→ **Source text**
What Is Pseudogout?
Pseudogout refers to gout-like attacks, characterized by acute localized pain and swelling, that occur in patients with calcium crystal deposits in the joints. Chondrocalcinosis is the term used to describe the calcium-containing deposits that are found in cartilage and which are usually visible on joint x-rays.
Pseudogout is caused by deposits of calcium pyrophosphate crystals in joint tissues. In most cases, crystals form without a known specific reason. In some instances, a pattern of afflicted family members suggests a genetic disorder, possibly an enzyme deficiency. Disorders of the thyroid or parathyroid glands may also be associated.
Pseudogout is diagnosed by finding crystals in fluid removed by a needle from affected joints. X-ray findings of chondrocalcinosis are frequently seen in these patients. Other causes such as gout and infection must be ruled out.
- Pseudogout afflicts about 3% of people in their 60s and increases with age to as high as 50% in people over 90.
- Acute attacks of pseudogout often occur in the knees and are incapacitating for days or weeks.
- Crystal deposits can contribute to a severe form of joint degeneration resulting in chronic disability.
Oral anti-inflammatory drugs and corticosteroid joint injections are successful in shortening the period of pain and dysfunction of acute episodes of pseudogout. Treatments to prevent attacks, such as colchicine, may be effective. Unfortunately, no treatment is available to dissolve the crystal deposits. Controlling inflammation helps to halt the progression of joint degeneration that often accompanies pseudogout.
The Rheumatologist’s Role in the Treatment Of Pseudogout
Rheumatologists are actively engaged in research into the causes of pseudogout so that more effective preventive and therapeutic interventions can be devised. Special skills in the use of anti-inflammatory drugs are required in treating pseudogout since the affected senior population is more susceptible to side effects these medicines. A rheumatologist may need to evaluate the patient on the advisability of surgery on arthritic joints. Rheumatologists direct a team approach to the chronic, degenerative consequences of crystal deposition. Involvement of physical and occupational therapists, counselors and nurses may be needed.

→ **Region pointing data**
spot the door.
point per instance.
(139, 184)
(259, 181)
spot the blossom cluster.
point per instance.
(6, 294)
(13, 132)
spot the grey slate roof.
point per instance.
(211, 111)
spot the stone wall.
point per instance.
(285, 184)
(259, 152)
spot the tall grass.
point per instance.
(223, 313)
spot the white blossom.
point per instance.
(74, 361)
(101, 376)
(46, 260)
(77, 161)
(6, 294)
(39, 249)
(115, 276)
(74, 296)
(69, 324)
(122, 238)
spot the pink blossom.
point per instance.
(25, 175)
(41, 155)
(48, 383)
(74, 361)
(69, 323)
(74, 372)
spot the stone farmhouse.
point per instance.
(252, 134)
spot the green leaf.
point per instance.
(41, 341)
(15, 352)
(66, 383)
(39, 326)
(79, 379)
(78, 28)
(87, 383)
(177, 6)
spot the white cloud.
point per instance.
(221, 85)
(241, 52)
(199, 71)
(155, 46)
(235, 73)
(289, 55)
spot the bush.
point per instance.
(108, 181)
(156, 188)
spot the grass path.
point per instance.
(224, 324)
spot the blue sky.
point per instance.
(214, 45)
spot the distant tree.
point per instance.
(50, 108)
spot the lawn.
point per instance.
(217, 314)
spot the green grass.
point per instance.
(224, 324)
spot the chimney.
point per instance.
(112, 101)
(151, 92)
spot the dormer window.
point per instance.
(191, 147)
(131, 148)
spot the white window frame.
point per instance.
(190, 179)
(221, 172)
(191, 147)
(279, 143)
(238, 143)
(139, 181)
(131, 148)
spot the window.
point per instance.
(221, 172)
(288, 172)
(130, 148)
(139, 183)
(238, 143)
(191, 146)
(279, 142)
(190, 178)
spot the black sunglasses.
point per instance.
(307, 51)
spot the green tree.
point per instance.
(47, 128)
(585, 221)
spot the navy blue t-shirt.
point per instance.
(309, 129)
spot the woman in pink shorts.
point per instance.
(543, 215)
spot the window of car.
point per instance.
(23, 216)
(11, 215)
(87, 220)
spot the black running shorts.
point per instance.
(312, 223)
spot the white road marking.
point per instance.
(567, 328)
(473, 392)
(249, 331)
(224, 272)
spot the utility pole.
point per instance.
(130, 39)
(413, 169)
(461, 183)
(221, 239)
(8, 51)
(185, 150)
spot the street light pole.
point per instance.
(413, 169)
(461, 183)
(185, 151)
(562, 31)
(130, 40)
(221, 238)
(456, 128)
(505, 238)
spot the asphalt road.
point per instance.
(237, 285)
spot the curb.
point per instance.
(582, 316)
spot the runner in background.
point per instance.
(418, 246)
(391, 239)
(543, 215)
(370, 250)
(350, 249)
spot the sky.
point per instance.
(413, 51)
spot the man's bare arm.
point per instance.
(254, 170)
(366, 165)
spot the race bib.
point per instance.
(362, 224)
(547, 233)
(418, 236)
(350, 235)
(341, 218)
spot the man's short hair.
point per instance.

→ **Required tasks**
1. Name every kind of professional that the pseudogout text says may be involved, besides rheumatologists, in the team approach to crystal deposition.
2. From the pseudogout text, write out the passage that begins at the words "- Pseudogout afflicts" and stops after the words "often accompanies pseudogout.".

→ **Solutions to the problems**
1. Physical therapists, occupational therapists, counselors, nurses

2.
- Pseudogout afflicts about 3% of people in their 60s and increases with age to as high as 50% in people over 90.
- Acute attacks of pseudogout often occur in the knees and are incapacitating for days or weeks.
- Crystal deposits can contribute to a severe form of joint degeneration resulting in chronic disability.
Oral anti-inflammatory drugs and corticosteroid joint injections are successful in shortening the period of pain and dysfunction of acute episodes of pseudogout. Treatments to prevent attacks, such as colchicine, may be effective. Unfortunately, no treatment is available to dissolve the crystal deposits. Controlling inflammation helps to halt the progression of joint degeneration that often accompanies pseudogout.